• [Written problem]
Each entry that follows must be output without any deviation.

#####

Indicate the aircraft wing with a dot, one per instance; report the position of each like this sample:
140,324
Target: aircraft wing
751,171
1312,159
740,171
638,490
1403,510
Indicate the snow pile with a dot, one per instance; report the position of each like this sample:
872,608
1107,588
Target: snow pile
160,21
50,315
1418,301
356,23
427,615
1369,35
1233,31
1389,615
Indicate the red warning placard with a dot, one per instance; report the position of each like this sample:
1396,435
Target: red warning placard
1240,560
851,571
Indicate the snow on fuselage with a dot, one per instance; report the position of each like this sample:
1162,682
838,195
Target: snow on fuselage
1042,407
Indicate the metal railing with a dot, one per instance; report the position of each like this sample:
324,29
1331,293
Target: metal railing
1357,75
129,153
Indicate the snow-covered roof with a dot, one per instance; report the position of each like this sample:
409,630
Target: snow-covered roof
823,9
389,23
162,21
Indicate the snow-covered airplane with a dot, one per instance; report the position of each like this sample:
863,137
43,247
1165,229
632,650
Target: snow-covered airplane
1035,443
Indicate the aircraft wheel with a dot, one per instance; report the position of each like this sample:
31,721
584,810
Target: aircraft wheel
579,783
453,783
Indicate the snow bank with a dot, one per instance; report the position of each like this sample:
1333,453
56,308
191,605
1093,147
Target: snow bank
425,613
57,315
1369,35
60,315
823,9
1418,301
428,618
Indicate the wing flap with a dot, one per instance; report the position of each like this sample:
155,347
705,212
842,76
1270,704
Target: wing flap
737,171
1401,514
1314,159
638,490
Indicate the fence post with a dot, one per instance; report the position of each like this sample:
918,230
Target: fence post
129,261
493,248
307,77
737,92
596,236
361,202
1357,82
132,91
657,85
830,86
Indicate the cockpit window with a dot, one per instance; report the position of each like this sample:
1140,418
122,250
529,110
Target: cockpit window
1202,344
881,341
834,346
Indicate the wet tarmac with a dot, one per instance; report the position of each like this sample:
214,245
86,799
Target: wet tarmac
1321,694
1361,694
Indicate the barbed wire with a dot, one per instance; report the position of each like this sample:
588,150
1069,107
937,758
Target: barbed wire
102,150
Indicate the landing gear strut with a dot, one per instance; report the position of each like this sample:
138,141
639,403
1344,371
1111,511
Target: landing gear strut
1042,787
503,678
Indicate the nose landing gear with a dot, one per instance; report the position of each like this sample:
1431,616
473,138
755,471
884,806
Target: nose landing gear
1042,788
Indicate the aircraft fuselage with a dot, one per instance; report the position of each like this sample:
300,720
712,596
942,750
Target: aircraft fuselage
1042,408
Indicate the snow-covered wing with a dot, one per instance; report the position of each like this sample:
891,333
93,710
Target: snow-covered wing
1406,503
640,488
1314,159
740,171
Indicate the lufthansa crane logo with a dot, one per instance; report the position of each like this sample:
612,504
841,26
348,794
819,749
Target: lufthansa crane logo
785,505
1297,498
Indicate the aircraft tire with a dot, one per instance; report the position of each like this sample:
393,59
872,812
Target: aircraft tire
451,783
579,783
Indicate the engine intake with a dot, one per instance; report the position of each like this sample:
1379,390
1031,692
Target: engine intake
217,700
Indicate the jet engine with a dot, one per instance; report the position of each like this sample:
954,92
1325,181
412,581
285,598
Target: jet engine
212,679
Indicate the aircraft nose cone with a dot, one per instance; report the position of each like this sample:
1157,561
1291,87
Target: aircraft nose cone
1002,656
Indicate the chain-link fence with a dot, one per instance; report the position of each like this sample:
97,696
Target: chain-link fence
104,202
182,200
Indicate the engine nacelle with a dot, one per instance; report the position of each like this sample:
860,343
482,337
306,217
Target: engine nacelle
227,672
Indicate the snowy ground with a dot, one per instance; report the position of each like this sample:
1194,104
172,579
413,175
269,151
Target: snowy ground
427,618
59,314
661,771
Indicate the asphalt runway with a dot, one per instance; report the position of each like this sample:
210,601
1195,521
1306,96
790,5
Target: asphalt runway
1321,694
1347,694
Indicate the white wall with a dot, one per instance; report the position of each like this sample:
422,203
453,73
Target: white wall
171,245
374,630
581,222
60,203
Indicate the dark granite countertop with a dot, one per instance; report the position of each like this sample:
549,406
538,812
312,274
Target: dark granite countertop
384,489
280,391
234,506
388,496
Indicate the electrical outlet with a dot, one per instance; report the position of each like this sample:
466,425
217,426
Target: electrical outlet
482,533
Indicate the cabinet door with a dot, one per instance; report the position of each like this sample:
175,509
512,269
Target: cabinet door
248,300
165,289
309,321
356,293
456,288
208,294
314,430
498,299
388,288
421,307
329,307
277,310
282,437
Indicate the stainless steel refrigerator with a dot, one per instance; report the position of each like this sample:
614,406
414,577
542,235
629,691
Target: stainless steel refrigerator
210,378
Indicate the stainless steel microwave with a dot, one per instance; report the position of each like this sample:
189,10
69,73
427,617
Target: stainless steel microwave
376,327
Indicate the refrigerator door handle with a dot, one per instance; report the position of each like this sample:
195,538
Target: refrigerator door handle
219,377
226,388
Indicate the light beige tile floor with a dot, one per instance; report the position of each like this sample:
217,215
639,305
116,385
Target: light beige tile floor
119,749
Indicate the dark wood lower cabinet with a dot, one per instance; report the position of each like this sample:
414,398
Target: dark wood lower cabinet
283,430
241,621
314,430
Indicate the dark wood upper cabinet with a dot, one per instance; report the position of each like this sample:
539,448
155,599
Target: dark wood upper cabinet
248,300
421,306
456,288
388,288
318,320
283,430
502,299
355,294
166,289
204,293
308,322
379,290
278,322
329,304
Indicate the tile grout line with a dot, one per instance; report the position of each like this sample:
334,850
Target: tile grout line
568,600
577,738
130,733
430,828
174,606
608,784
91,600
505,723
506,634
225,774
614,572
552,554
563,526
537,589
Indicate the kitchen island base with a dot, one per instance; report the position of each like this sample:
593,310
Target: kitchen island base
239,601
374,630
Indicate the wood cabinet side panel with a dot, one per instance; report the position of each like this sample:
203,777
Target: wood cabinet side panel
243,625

#####

• [Complete output]
Indicate the aircraft wing with a dot, one per instance; report the position of each like this sample:
140,324
Target: aircraft wing
751,171
1312,159
740,171
638,490
1403,510
Indicate the snow pile with a dot, one per instance; report the position of each like this sample:
872,608
1107,588
Target: snow pile
160,21
50,315
1418,301
356,23
427,615
1369,35
1233,31
1389,615
Indicate the red warning placard with a dot, one per instance; report the position of each like this sample:
1396,435
Target: red warning placard
1240,560
851,571
Indicate the snow on fuselage with a dot, one per instance; report the position of each like this sample:
1162,682
838,195
Target: snow on fuselage
1042,407
Indicate the metal railing with a dot, one per instance; report the position of each like this sample:
324,29
1331,293
Target: metal railing
1357,75
129,153
Indicate the snow-covered roof with a dot, one per instance; report the position of each like this sample:
409,630
Target: snow-covered roof
823,9
389,23
162,21
Indicate the snow-covered airplane with a dot, one per instance; report the position of each like this sample:
863,137
43,247
1165,229
632,650
Target: snow-covered airplane
1035,443
Indicate the aircraft wheel with a dot, one per instance; report the position of each like this sample:
31,721
584,810
Target: aircraft wheel
579,783
453,783
Indicate the snow bank with a dot, one per instance; report the position of each like this sample:
1333,453
56,308
191,605
1093,147
Target: snow bank
425,613
57,315
1369,35
60,315
823,9
1418,301
428,618
Indicate the wing flap with a dot, one per instance; report the position of each like this sample:
155,347
705,212
842,76
1270,704
Target: wing flap
737,171
1401,514
1314,159
638,490
Indicate the fence post with a dot, one per instance; report the position of each like this sample:
918,230
Target: fence post
129,261
493,248
307,77
737,92
596,236
361,202
1357,82
132,91
657,85
830,86
Indicate the cockpit window with a dot, one per instance; report the position of each like this sample:
1140,418
122,250
529,110
Target: cockpit window
1202,344
881,341
834,346
Indicate the wet tarmac with a dot, one per instance; report the position of each like this sample:
214,245
86,799
Target: wet tarmac
1321,694
1361,694
Indicate the barbed wire with a dot, one per instance; report the position of each like this sample:
588,150
1069,107
937,758
Target: barbed wire
102,150
Indicate the landing gear strut with a dot, one per instance; report the position of each like this sample:
138,141
639,403
1344,371
1111,511
Target: landing gear strut
1042,787
503,678
Indicate the nose landing gear with a dot, one per instance; report the position of each like this sample:
1431,616
473,138
755,471
884,806
Target: nose landing gear
1042,788
Indicate the aircraft fuselage with a dot, one per instance; report the position of each like this sample:
300,720
712,596
942,750
Target: aircraft fuselage
1042,408
Indicate the snow-covered wing with a dot, one per instance; report the position of each like this sample:
891,333
93,710
Target: snow-covered wing
1406,503
640,488
1314,159
740,171
Indicate the lufthansa crane logo with a dot, one per instance; report the position of each like this sample:
612,504
841,26
348,794
819,749
Target: lufthansa crane logo
785,505
1297,498
Indicate the aircraft tire with a dot, one per instance; report the position of each like this sample:
393,59
872,812
Target: aircraft tire
451,783
579,783
Indicate the engine intake with a dot, one per instance; report the position of each like this sample:
1379,390
1031,692
Target: engine intake
217,700
Indicate the jet engine with a dot, one per instance; report the position of each like this sample:
954,92
1325,181
412,581
285,598
Target: jet engine
212,679
Indicate the aircraft nose cone with a dot, one per instance; report the position of each like this sample:
1157,561
1291,87
Target: aircraft nose cone
1002,656
Indicate the chain-link fence with a dot, one per instance; report the position of each like this sample:
97,696
Target: chain-link fence
104,202
182,200
Indicate the engine nacelle with a dot, one per instance; report the position of each like this sample:
860,343
482,337
306,217
Target: engine nacelle
227,672
Indicate the snowy ground with a dot, one per instance; report the position of each like this sample:
1194,104
172,579
413,175
269,151
Target: snowy ground
427,618
59,314
661,771
Indicate the asphalt runway with a dot, one per instance; report the position of each like this sample:
210,601
1195,521
1306,96
790,5
Target: asphalt runway
1321,694
1347,694
Indicate the white wall with a dot, one per instance; report the position of each like this sample:
422,203
453,73
Target: white wall
171,245
374,630
581,222
60,203
Indicate the dark granite countertop with a dot, one per instance; report the position of each like this sample:
549,406
538,812
312,274
Target: dark granite countertop
384,489
280,391
234,506
388,496
Indicate the electrical outlet with a dot, one per instance; report the position of each like this sample:
466,425
217,426
Target: electrical outlet
482,533
Indicate the cabinet door with a dot, one per instance; report the position of each like this sample:
175,509
512,269
Target: cabinet door
248,300
165,289
309,321
356,293
456,288
208,294
314,430
498,299
388,288
421,307
329,307
277,310
282,437
Indicate the stainless steel refrigerator with a dot, one per instance; report the position of each like this sample:
614,406
414,577
542,235
629,691
Target: stainless steel refrigerator
210,378
Indicate the stainless steel microwave with a dot, one per instance; report the position of each like this sample:
189,10
69,73
427,617
Target: stainless steel microwave
376,327
Indicate the refrigerator door handle with a dot, one per instance; report the position of each like this sample:
195,538
Target: refrigerator door handle
219,377
226,388
Indicate the light beige tile floor with a dot, one per instance; report the position of each like this sample:
217,215
639,305
116,385
Target: light beige tile floor
119,749
Indicate the dark wood lower cabinet with a dot, one per instance; report the position of each like this sample:
414,398
Target: dark wood lower cabinet
283,430
241,621
314,430
Indicate the dark wood upper cabinet with a dot, one per instance; report the position of each like this sample:
539,448
155,599
Target: dark wood upper cabinet
248,300
421,306
456,288
388,288
318,320
283,430
502,299
355,294
166,289
204,293
308,322
379,290
278,322
329,304
Indicate the tile grout line with a dot, one per instance; report the position of each like this sample:
334,850
Target: tile grout line
568,600
577,738
130,733
430,828
174,606
608,784
91,600
505,723
506,634
225,774
614,572
552,554
563,526
537,589
Indicate the kitchen island base with a dot, one per instance; report the position of each like this sample:
593,310
Target: kitchen island base
239,601
374,630
Indicate the wood cabinet side panel with a dot, one per instance; report the position of each like this sample:
203,777
Target: wood cabinet side panel
243,625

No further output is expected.